Alexander Somerville raconte la jeunesse qu’il vécut comme écolier, laboureur, scieur de long, manœuvre, draineur et carrier, dans sa mémorable Autobiography of a working man (Londres, 1848). En 1832, il servait dans le 2nd Dragoons (Scots Greys) lorsqu’il reçut 100 coups de fouet pour avoir publié une lettre révélant les sympathies réformistes de ses camarades de régiment et leur malaise devant les mesures utilisées pour contenir les manifestants au cours de la crise provoquée par le Reform Bill. Il y eut de vives protestations dans les journaux et au parlement ; une collecte faite en son nom rapporta £300, et les responsables de la flagellation furent publiquement réprimandés. Après avoir acheté son licenciement, il fut mêlé à l’agitation des chartistes et des owenites à Londres, puis il servit avec bravoure dans la légion auxiliaire en Espagne de 1835 à 1837. Par la suite, il vendit une History of the British Legion and war in Spain [...] au prix de £100.
De retour en Angleterre, Somerville s’inquiéta de nouveau des affrontements mettant aux prises les protestataires et les soldats, et il fit paraître Warnings to the people on street warfare [...]. Il devint le conseiller de Richard Cobden en matière d’agriculture et il s’occupa également de faire accepter les articles favorables aux idées de Cobden par les gens de Fleet Street ; il écrivit, en les signant d’un nom de plume, Whistler at the Plough, des reportages pour divers journaux sur la pénible condition des cultivateurs à bail irlandais qu’il avait constatée lors de ses fréquents voyages et il rédigea des textes sur les questions économiques.
En 1854, Somerville exprima, dans Cobdenic policy the internal enemy of England [...], sa déception à l’endroit de l’attitude pacifiste adoptée par Cobden. Ce différend, auquel s’ajoutaient les erreurs de gestion ou les fraudes de ses agents littéraires et de ses éditeurs, entraîna sa ruine financière, en dépit du fait que, pour tenter de se refaire une situation, il rédigea comme un forcené des articles sur les syndicats, l’électromagnétisme, la sorcellerie et les coutumes populaires, et qu’il retourna en Écosse pour un bref séjour, afin d’occuper un poste de rédacteur en chef à Édimbourg. En 1857, il finit par se croire victime de persécution et de conspiration ; il cria sa détresse dans Workingman’s witness against the London literary infidels. Il s’embarqua avec sa famille pour le Canada en mai 1858, étant, comme il le disait, « traîné en Amérique contre [son] gré ».

Série d'exercices →
[a] D'après l'extrait sur Alexander Somerville, combien de coups de fouet reçut-il en 1832 ?
[b] Recopiez le passage de l'extrait sur Alexander Somerville qui commence aux mots « De retour en » et arrêtez-vous après « les questions économiques. ».
[c] Reprenez l'extrait sur Alexander Somerville là où il s'arrête et poursuivez-le.

Liste des lignes →
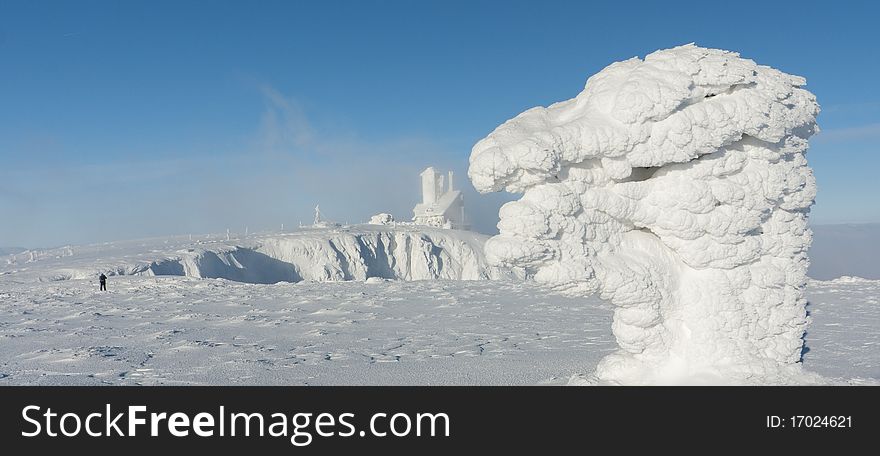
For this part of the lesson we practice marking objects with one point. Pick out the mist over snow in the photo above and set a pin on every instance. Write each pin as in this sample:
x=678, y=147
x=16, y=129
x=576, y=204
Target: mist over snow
x=275, y=175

Réponses attendues →
[a] Il reçut 100 coups de fouet.

[b]
De retour en Angleterre, Somerville s’inquiéta de nouveau des affrontements mettant aux prises les protestataires et les soldats, et il fit paraître Warnings to the people on street warfare [...]. Il devint le conseiller de Richard Cobden en matière d’agriculture et il s’occupa également de faire accepter les articles favorables aux idées de Cobden par les gens de Fleet Street ; il écrivit, en les signant d’un nom de plume, Whistler at the Plough, des reportages pour divers journaux sur la pénible condition des cultivateurs à bail irlandais qu’il avait constatée lors de ses fréquents voyages et il rédigea des textes sur les questions économiques.

[c]
Après cette carrière mouvementée au Royaume-Uni, Somerville mena au Canada une existence considérée par certains observateurs comme un « long déclin ». À la vérité, sa contribution au journalisme canadien s’avéra importante à plusieurs égards. Malgré le coup terrible qu’il subit lorsqu’il perdit sa femme peu après son arrivée à Québec, il publia dans les journaux locaux des essais sur les différents gouvernements que connut le Canada, des observations sur le conservatisme et un rappel de la crise suscitée par le Reform Bill en 1832. Même s’il vivait dans une extrême pauvreté, il écrivit Conservative science of nations [...] being the first complete narrative of Somerville’s diligent life [...], ouvrage portant sur le libre-échange, les grèves, les banques et l’histoire militaire ; l’ouvrage contenait aussi des ajouts à l’Autobiography of a working man qu’il avait rédigée auparavant et une étude très fouillée sur les affaires irlandaises.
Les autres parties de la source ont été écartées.